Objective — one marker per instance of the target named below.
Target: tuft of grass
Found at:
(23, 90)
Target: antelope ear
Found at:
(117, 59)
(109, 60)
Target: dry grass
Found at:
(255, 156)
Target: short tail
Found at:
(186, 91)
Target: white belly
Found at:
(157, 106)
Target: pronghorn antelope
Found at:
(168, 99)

---

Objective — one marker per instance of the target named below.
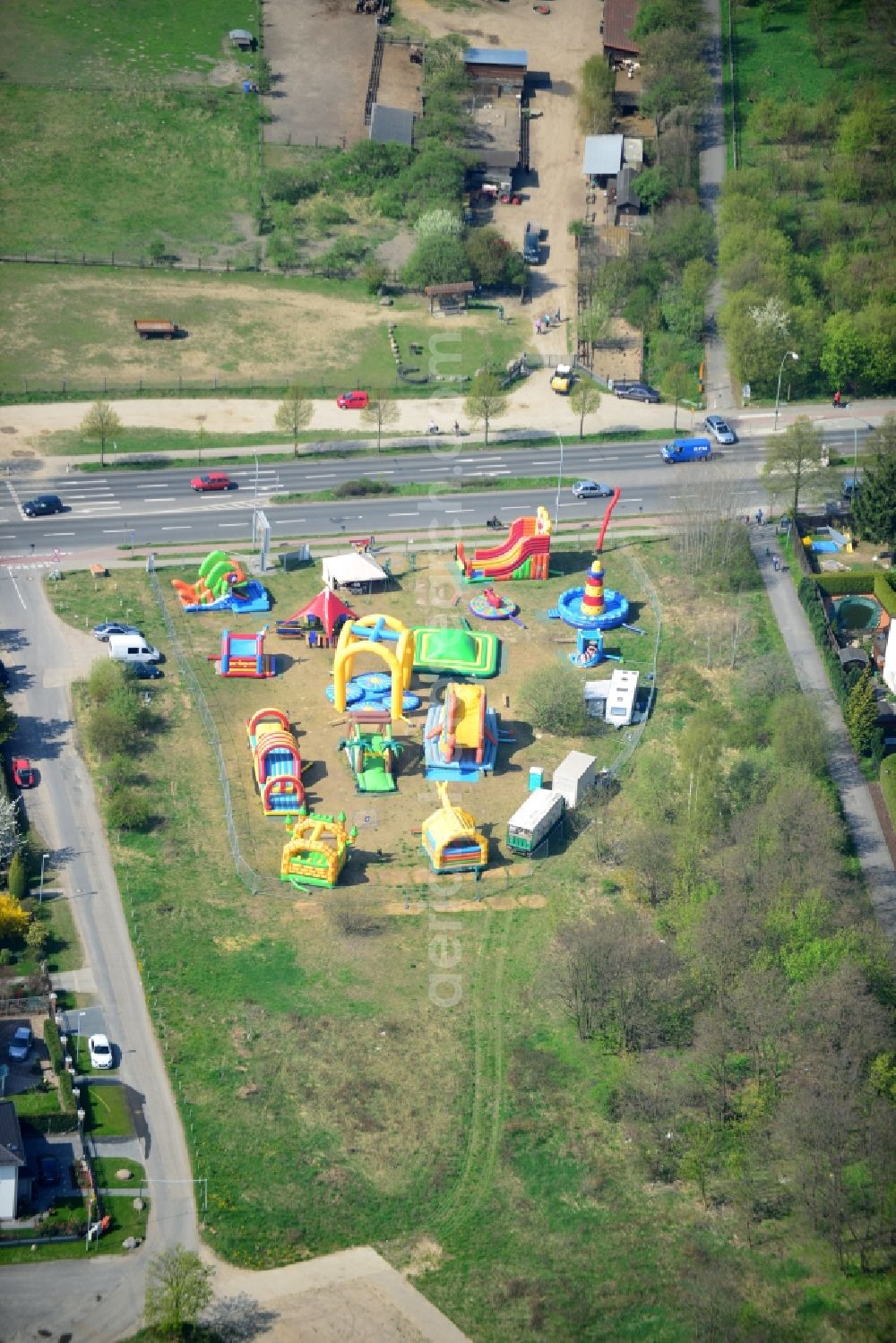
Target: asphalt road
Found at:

-- Task description --
Pull out every line of the listing above that contains the string "grass".

-- Expected answer --
Target: tuft of grass
Target: dry grass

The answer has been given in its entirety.